- [Exercise text]
I recently left a healthcare company called Babylon a few weeks back. Of all the things I enjoyed there, and the things that made it unique, one has to be how it has managed to dance across the line between startup and enterprise. I don’t mean to say ‘enterprise’ in a perjorative sense; it’s more that you can’t really avoid that when you’re working in a heavily regulated and audited sector. Mistakes can be literally life or death, and the data collected over time includes people’s medical information and health records. There really isn’t any room for fucking about, but that doesn’t mean that other business functions have to be so serious.
Enterprise might not be the best word, but it’s the only one I have right now, and nevertheless I took a few valuable lessons away from the experience that I now find it quite strange to be without.
Let’s talk about bugs and production servers. Before Bablyon I had not worked in a single place that restricted access to production. As a developer working primarily with Ruby on Rails applications, getting prod access on Heroku or AWS was practically an onboarding step, and that meant I could easily boot up a console and modify the application runtime on the fly. This is an amazingly powerful tool in development and testing environments, it’s basically just a boostrapped REPL, but expose that in production and a malicious actor could wreak all sorts of havoc without leaving a trace. This is even worse if your rails app is running under `root` for some reason (e.g. through a poor Docker setup), as you can quite easily jump into a shell from there.

- [Collected data]
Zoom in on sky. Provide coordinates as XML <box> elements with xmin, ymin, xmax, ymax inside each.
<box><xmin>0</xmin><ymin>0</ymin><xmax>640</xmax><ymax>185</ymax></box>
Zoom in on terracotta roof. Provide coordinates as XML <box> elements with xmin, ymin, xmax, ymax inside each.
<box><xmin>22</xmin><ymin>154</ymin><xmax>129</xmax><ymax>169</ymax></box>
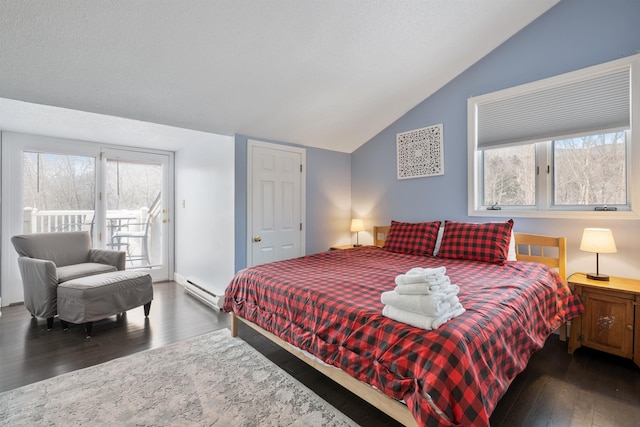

- [Required tasks]
- A) Decide whether each statement below agrees with the text about working at Babylon. Answer yes or no for each, and quote the words of the text that decide it.
(i) Before Babylon, the writer had worked at other places that restricted access to production.
(ii) The writer uses the word "enterprise" in a pejorative sense.
(iii) The writer says a Rails app running under `root` makes the danger of production console access worse.
- B) Continue the text about working at Babylon, starting after its last sentence.

- [Answers]
- A)
(i) No: "Before Bablyon I had not worked in a single place that restricted access to production."
(ii) No: "I don’t mean to say ‘enterprise’ in a perjorative sense"
(iii) Yes: "This is even worse if your rails app is running under `root` for some reason (e.g. through a poor Docker setup), as you can quite easily jump into a shell from there."

- B)
You couldn’t do any of this at Bablyon because production and preprod were locked down tight, and even seeing production logs required a background check. This didn’t really make debugging worse, because instead there was a huge investment in tooling (internal and external) and developer experience to balance it out. One of my favourite outcomes of this is the creation of an open source tool for managing a Kubernetes cluster, called `shipcat`1. You know it’s good when it has its own cute logo.
What I’ve since realised is that this particular crutch (live debugging in production) prevents the business from properly investing in safer and more compliant tools for engineers to investigate issues. You want proper structured logging, good alerting on error conditions, and a whole slew of observability (o11y) tools that can help you diagnose the system from the outside-in without compromising it. You want to have a team of impassioned engineers who enjoy working on internal productivity/efficacy, creating new tools to address pain-points in the organisation’s development and support lifecycle.
The ELK stack seems to be the go-to solution for structured logging, and knowing how to work your way around Kibana (and Elasticsearch by extension) is invaluable. Not only can you trace logs to identify an issue, you can visualise them to get an idea of how pervasive that problem is. You know, you missed an N+1 query but a simple log visualisation showing thousands of similar requests in aggregate can help you identify that.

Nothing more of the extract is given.